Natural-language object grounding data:
%%

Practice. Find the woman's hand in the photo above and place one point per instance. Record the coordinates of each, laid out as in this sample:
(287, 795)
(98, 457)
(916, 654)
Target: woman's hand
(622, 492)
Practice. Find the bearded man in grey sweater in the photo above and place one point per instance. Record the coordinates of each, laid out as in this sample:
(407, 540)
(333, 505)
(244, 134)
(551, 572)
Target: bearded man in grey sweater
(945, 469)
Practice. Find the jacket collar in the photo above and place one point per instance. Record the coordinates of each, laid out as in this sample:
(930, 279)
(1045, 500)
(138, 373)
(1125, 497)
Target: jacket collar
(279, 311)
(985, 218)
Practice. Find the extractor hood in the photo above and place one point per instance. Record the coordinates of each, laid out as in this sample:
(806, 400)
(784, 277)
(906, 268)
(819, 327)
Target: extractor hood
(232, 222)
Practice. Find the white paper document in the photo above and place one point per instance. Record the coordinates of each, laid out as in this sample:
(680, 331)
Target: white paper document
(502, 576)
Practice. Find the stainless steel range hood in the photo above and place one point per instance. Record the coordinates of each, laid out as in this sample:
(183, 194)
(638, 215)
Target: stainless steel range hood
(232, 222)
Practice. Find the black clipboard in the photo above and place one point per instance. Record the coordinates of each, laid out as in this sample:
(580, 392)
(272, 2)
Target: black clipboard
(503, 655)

%%

The requested lines run from the one with "Practice. Find the stainless" through the last line of the records. Return them exactly.

Practice. Find the stainless steel range hood in the photo above and place one point per instance. Record the coordinates of each, laid out as in this sample:
(183, 194)
(638, 215)
Target: stainless steel range hood
(232, 222)
Practice. Find the black clipboard in the photo above and place one point per instance. Record the coordinates of each, laid out as in this sample:
(580, 392)
(272, 2)
Target: black clipboard
(503, 655)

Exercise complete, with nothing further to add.